- _EXERCISE TASK 1_:
Show every line of the entries below that contains the word "desk".

- _PAGE EXTRACT_:
⁂

PETALING JAYA: Construction companies will be heading into 2026 by focusing on enhancing efficiency and resilience, while cautiously exploring strategic ventures and new opportunities that offer sustainable returns.
Gamuda Bhd group chief financial officer Soo Kok Wong said the group will continue to strengthen financial resilience and deliver long-term value, as it advances into its next phase of expansion across high-growth and future-aligned sectors.
“Over the past five years, Gamuda has evolved from a leading domestic player into a diversified regional group with a stronger balance sheet, broader earnings base and greater resilience.
“The expansion into targeted high-growth regional markets has established a solid financial foundation for the next phase of growth, anchored on infrastructure, renewable energy and digital opportunities,” he said in the company’s annual report.
According to Soo, Gamuda will be entering its financial year 2026 (FY26) with a record-high order book and robust liquidity, making it well-positioned to translate scale into sustained earnings growth.

⁂

- _STORED ROWS_:

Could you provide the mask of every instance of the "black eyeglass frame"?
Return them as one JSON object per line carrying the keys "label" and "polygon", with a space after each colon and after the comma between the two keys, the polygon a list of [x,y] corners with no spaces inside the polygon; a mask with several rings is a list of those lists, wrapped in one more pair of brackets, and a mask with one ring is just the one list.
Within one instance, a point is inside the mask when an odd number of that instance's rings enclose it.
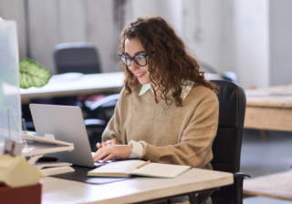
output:
{"label": "black eyeglass frame", "polygon": [[[152,53],[155,53],[155,52],[152,52]],[[149,54],[136,54],[135,56],[133,56],[133,57],[130,57],[129,55],[125,55],[125,53],[122,52],[122,53],[120,53],[119,56],[120,56],[120,57],[121,62],[122,62],[125,66],[130,66],[132,61],[134,61],[134,62],[136,63],[136,65],[139,66],[147,66],[147,63],[148,63],[146,56],[148,56]],[[130,66],[126,65],[126,64],[124,63],[124,61],[121,59],[121,57],[122,57],[123,56],[129,56],[129,58],[130,59]],[[136,56],[143,56],[145,57],[146,64],[145,64],[144,66],[141,66],[141,65],[134,59]]]}

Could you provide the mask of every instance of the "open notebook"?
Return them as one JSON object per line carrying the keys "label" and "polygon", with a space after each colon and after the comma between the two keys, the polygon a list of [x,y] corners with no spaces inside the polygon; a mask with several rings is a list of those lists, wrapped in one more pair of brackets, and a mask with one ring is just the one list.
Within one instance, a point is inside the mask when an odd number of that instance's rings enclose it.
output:
{"label": "open notebook", "polygon": [[176,178],[191,168],[190,166],[149,163],[143,160],[125,160],[107,164],[88,172],[94,177],[130,177],[131,175],[157,178]]}

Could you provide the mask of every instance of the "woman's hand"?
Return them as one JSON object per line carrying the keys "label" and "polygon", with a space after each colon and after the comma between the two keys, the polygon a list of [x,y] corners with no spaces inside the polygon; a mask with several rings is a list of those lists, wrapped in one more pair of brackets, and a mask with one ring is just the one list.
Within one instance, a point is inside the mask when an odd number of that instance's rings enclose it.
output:
{"label": "woman's hand", "polygon": [[111,146],[111,145],[118,145],[118,142],[116,139],[112,138],[110,140],[108,140],[106,142],[102,142],[101,144],[99,142],[97,143],[97,148],[101,148],[107,146]]}
{"label": "woman's hand", "polygon": [[131,153],[131,148],[130,145],[107,145],[99,148],[93,156],[93,160],[102,159],[106,162],[113,158],[126,159]]}

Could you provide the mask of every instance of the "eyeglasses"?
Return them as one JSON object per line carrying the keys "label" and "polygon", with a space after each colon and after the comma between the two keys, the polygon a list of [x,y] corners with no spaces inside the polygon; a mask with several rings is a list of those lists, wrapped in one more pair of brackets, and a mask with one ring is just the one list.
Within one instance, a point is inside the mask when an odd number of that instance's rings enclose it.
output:
{"label": "eyeglasses", "polygon": [[148,54],[137,54],[130,57],[130,56],[126,55],[125,53],[119,54],[122,63],[125,66],[130,66],[131,61],[133,60],[137,66],[145,66],[147,65],[147,56]]}

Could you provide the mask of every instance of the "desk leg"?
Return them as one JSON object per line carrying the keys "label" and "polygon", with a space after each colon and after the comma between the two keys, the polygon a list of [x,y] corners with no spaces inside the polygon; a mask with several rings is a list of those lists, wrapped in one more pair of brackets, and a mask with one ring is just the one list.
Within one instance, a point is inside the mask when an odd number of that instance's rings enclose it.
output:
{"label": "desk leg", "polygon": [[266,139],[266,130],[261,129],[261,130],[259,130],[259,134],[261,136],[261,140]]}
{"label": "desk leg", "polygon": [[190,199],[191,204],[198,204],[198,200],[197,200],[195,194],[189,195],[189,199]]}

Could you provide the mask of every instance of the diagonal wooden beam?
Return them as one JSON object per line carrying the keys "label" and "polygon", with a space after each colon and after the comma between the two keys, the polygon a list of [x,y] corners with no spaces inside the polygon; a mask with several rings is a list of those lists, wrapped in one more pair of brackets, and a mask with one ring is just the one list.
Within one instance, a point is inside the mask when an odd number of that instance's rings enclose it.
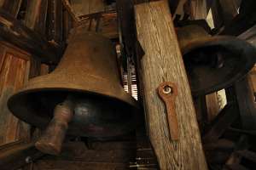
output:
{"label": "diagonal wooden beam", "polygon": [[[144,51],[137,63],[150,141],[160,169],[207,169],[189,85],[168,4],[135,6],[137,40]],[[175,107],[179,133],[170,139],[166,108],[157,94],[160,83],[177,85]]]}

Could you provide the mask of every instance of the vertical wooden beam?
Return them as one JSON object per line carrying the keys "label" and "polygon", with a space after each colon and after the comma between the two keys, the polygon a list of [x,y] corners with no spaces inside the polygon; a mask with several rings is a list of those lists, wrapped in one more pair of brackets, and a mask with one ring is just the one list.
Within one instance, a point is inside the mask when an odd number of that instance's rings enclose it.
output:
{"label": "vertical wooden beam", "polygon": [[62,3],[61,0],[51,0],[49,2],[48,10],[48,39],[55,41],[61,44],[63,40],[63,26],[62,26]]}
{"label": "vertical wooden beam", "polygon": [[235,90],[243,128],[256,130],[256,103],[249,76],[237,82]]}
{"label": "vertical wooden beam", "polygon": [[[189,85],[171,13],[163,1],[135,6],[137,39],[145,54],[141,81],[149,137],[160,169],[207,169]],[[170,140],[166,106],[157,94],[163,82],[177,84],[179,139]]]}
{"label": "vertical wooden beam", "polygon": [[45,34],[48,0],[32,0],[26,7],[25,25],[38,33]]}
{"label": "vertical wooden beam", "polygon": [[28,79],[29,54],[1,42],[0,144],[30,139],[30,127],[14,116],[7,107],[10,95]]}
{"label": "vertical wooden beam", "polygon": [[220,108],[218,102],[217,93],[212,93],[206,96],[207,105],[207,115],[208,121],[212,122],[217,116],[220,111]]}
{"label": "vertical wooden beam", "polygon": [[5,0],[2,8],[13,17],[17,18],[21,3],[22,0]]}
{"label": "vertical wooden beam", "polygon": [[0,8],[3,7],[4,1],[5,1],[5,0],[0,0]]}
{"label": "vertical wooden beam", "polygon": [[191,19],[201,20],[207,19],[208,11],[206,0],[190,0],[191,1]]}

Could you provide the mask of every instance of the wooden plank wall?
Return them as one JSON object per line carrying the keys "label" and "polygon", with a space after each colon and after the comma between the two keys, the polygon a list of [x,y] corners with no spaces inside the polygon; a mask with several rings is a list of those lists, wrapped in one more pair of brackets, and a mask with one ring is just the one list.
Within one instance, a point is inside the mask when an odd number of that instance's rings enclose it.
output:
{"label": "wooden plank wall", "polygon": [[30,54],[3,42],[0,51],[0,144],[3,144],[29,139],[29,126],[11,114],[7,100],[28,80]]}
{"label": "wooden plank wall", "polygon": [[[167,3],[135,6],[137,40],[145,54],[139,57],[140,80],[149,137],[160,169],[207,169],[201,147],[191,93]],[[159,98],[160,82],[177,86],[175,110],[178,140],[170,140],[166,110]]]}
{"label": "wooden plank wall", "polygon": [[102,0],[71,0],[70,3],[77,17],[105,10]]}

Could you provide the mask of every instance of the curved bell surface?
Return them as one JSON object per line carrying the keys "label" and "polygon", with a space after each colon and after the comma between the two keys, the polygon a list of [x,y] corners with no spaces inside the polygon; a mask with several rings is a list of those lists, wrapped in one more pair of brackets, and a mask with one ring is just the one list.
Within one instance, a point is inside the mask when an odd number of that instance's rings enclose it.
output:
{"label": "curved bell surface", "polygon": [[256,48],[234,37],[211,37],[198,26],[177,31],[193,95],[206,95],[231,86],[256,61]]}
{"label": "curved bell surface", "polygon": [[40,128],[67,95],[75,99],[67,134],[116,136],[135,128],[135,99],[120,84],[112,42],[102,36],[76,30],[63,58],[50,74],[31,79],[10,97],[15,116]]}

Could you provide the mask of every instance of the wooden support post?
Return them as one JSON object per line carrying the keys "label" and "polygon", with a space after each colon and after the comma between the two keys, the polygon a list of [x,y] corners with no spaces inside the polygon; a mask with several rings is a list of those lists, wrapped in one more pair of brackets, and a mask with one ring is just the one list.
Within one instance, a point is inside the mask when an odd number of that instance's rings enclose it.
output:
{"label": "wooden support post", "polygon": [[13,17],[17,18],[22,0],[5,0],[3,8]]}
{"label": "wooden support post", "polygon": [[[137,39],[145,54],[140,80],[149,137],[160,169],[207,169],[191,93],[171,13],[163,1],[135,6]],[[157,94],[163,82],[177,87],[175,99],[179,139],[170,140],[166,110]]]}
{"label": "wooden support post", "polygon": [[206,0],[191,1],[191,18],[194,20],[207,19],[208,14]]}
{"label": "wooden support post", "polygon": [[48,12],[48,39],[61,45],[63,40],[63,10],[61,0],[49,1]]}

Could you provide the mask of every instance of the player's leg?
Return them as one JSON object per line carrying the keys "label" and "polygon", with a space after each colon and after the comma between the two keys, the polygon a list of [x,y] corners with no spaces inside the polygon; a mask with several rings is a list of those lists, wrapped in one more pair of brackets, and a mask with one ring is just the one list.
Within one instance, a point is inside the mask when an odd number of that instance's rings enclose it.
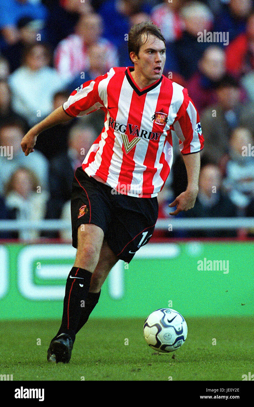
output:
{"label": "player's leg", "polygon": [[74,265],[67,278],[62,323],[48,350],[48,360],[69,362],[77,326],[90,288],[92,275],[99,260],[103,241],[103,230],[95,225],[82,224],[78,230]]}
{"label": "player's leg", "polygon": [[99,301],[102,286],[109,271],[118,259],[104,239],[100,254],[99,261],[91,278],[89,292],[85,300],[76,334],[87,322],[89,316]]}

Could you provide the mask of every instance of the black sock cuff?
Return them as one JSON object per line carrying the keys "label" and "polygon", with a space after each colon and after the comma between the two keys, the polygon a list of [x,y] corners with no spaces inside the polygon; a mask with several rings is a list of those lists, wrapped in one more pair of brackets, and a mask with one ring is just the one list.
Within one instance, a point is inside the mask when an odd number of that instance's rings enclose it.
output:
{"label": "black sock cuff", "polygon": [[89,293],[88,295],[91,300],[92,299],[93,301],[96,301],[96,302],[98,302],[100,295],[101,291],[100,290],[98,293]]}
{"label": "black sock cuff", "polygon": [[79,278],[84,278],[84,280],[90,283],[91,279],[93,275],[91,271],[85,269],[81,269],[80,267],[73,267],[71,270],[68,277],[72,278],[73,277],[77,277]]}

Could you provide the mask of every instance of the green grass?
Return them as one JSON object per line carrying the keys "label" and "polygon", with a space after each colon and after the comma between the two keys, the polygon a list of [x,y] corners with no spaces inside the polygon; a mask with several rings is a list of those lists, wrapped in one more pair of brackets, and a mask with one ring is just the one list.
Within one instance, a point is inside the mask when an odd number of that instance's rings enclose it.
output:
{"label": "green grass", "polygon": [[80,381],[82,376],[98,381],[168,381],[169,376],[174,381],[241,381],[243,374],[254,373],[253,318],[187,319],[187,339],[173,359],[173,353],[159,354],[146,344],[144,319],[90,319],[77,335],[66,365],[48,363],[46,357],[59,321],[2,321],[0,374],[12,374],[18,381]]}

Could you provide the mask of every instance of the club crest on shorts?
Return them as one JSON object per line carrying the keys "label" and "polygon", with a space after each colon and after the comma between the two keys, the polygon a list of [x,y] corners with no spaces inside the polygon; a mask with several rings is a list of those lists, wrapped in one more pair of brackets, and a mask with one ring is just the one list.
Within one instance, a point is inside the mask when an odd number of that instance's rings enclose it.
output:
{"label": "club crest on shorts", "polygon": [[87,208],[86,205],[84,205],[81,208],[80,208],[78,210],[78,219],[79,218],[81,218],[81,216],[83,216],[84,215],[85,215],[86,213],[87,213],[88,212],[88,208]]}
{"label": "club crest on shorts", "polygon": [[163,112],[156,112],[152,118],[158,125],[165,125],[167,123],[167,116]]}

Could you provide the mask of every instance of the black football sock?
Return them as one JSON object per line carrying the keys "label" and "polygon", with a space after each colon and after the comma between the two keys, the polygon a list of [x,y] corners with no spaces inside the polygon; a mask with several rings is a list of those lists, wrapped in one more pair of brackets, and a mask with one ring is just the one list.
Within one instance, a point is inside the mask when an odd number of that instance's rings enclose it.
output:
{"label": "black football sock", "polygon": [[79,322],[76,329],[76,334],[87,322],[89,316],[99,301],[100,290],[98,293],[88,293],[85,302],[85,307],[82,308]]}
{"label": "black football sock", "polygon": [[67,278],[63,300],[63,311],[60,329],[52,340],[61,333],[67,333],[75,340],[77,326],[82,310],[82,301],[88,294],[92,273],[78,267],[73,267]]}

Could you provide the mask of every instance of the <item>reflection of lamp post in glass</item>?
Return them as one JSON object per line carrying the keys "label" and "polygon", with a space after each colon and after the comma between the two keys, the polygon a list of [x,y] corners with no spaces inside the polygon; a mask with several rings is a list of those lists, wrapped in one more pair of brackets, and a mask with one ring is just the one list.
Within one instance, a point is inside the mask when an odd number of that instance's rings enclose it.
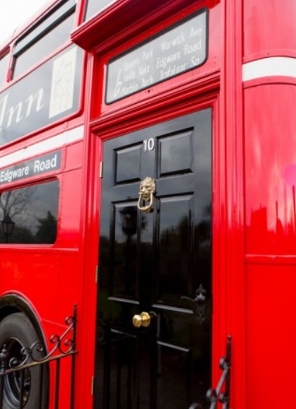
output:
{"label": "reflection of lamp post in glass", "polygon": [[9,213],[6,213],[1,222],[2,223],[3,232],[5,236],[5,242],[8,242],[8,237],[11,235],[15,223],[11,220]]}
{"label": "reflection of lamp post in glass", "polygon": [[137,211],[135,206],[126,206],[120,211],[123,233],[130,239],[136,232]]}

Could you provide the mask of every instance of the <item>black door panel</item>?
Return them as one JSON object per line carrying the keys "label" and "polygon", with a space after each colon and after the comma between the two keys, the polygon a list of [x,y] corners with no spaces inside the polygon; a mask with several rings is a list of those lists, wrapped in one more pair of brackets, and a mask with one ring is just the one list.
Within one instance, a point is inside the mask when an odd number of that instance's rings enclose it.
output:
{"label": "black door panel", "polygon": [[[205,404],[211,365],[211,110],[104,143],[96,409]],[[140,182],[156,182],[150,213]],[[136,328],[133,316],[150,316]],[[148,316],[149,316],[148,315]]]}

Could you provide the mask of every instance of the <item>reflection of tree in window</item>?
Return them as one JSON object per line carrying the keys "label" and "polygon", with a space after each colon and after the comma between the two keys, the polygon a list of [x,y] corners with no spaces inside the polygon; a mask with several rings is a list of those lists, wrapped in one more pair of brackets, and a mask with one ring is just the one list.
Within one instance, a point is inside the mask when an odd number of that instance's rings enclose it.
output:
{"label": "reflection of tree in window", "polygon": [[38,243],[54,243],[57,236],[57,219],[49,212],[44,219],[38,219],[40,225],[35,237]]}
{"label": "reflection of tree in window", "polygon": [[[4,192],[0,196],[0,219],[9,214],[15,223],[8,242],[54,243],[57,237],[58,205],[58,181]],[[3,232],[0,242],[4,242]]]}

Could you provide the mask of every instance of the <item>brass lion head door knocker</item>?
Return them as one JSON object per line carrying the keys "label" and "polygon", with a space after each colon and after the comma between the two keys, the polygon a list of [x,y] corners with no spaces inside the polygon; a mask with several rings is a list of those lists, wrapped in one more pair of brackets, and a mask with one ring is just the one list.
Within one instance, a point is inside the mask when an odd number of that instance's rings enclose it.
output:
{"label": "brass lion head door knocker", "polygon": [[150,213],[153,204],[153,195],[155,191],[156,182],[154,179],[147,177],[141,181],[137,203],[137,207],[139,211],[145,212],[146,213]]}

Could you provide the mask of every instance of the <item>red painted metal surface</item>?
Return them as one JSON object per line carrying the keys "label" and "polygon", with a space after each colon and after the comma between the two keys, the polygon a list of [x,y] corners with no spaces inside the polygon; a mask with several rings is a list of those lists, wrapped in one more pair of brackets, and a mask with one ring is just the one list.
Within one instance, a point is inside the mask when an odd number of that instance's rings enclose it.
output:
{"label": "red painted metal surface", "polygon": [[[83,141],[62,148],[61,170],[46,175],[61,184],[57,242],[50,247],[1,246],[0,293],[23,297],[47,340],[77,304],[76,408],[90,409],[102,143],[212,107],[213,384],[230,334],[230,407],[296,406],[296,81],[280,76],[242,81],[244,63],[296,57],[296,4],[174,0],[161,8],[147,1],[143,17],[138,1],[132,11],[124,8],[127,3],[118,1],[79,26],[81,2],[72,38],[90,52],[80,112],[42,133],[25,136],[0,153],[85,127]],[[148,13],[148,5],[155,7],[154,13]],[[106,105],[109,60],[202,7],[209,10],[206,62]],[[117,33],[112,10],[117,17],[121,10],[130,13]]]}

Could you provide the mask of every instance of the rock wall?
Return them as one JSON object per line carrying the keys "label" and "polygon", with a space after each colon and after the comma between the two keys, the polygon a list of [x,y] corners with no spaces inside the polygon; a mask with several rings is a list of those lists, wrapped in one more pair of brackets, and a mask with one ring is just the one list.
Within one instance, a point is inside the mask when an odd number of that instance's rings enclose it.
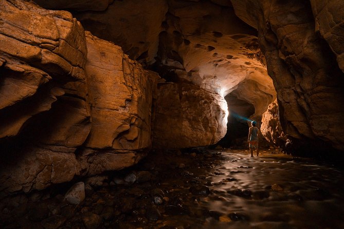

⁂

- _EXERCISE TASK 2_:
Update the construction outlook article above, starting with "PETALING JAYA: Construction" and going on through "and greater resilience.", so that "resilience" reads "stability" throughout that span.

- _ANSWER 1_:
Could you provide the mask of every instance of the "desk leg"?
{"label": "desk leg", "polygon": [[266,139],[266,130],[261,129],[261,130],[259,130],[259,134],[261,136],[261,140]]}
{"label": "desk leg", "polygon": [[190,199],[191,204],[198,204],[198,200],[197,200],[195,194],[189,195],[189,199]]}

- _ANSWER 2_:
PETALING JAYA: Construction companies will be heading into 2026 by focusing on enhancing efficiency and stability, while cautiously exploring strategic ventures and new opportunities that offer sustainable returns.
Gamuda Bhd group chief financial officer Soo Kok Wong said the group will continue to strengthen financial stability and deliver long-term value, as it advances into its next phase of expansion across high-growth and future-aligned sectors.
“Over the past five years, Gamuda has evolved from a leading domestic player into a diversified regional group with a stronger balance sheet, broader earnings base and greater stability.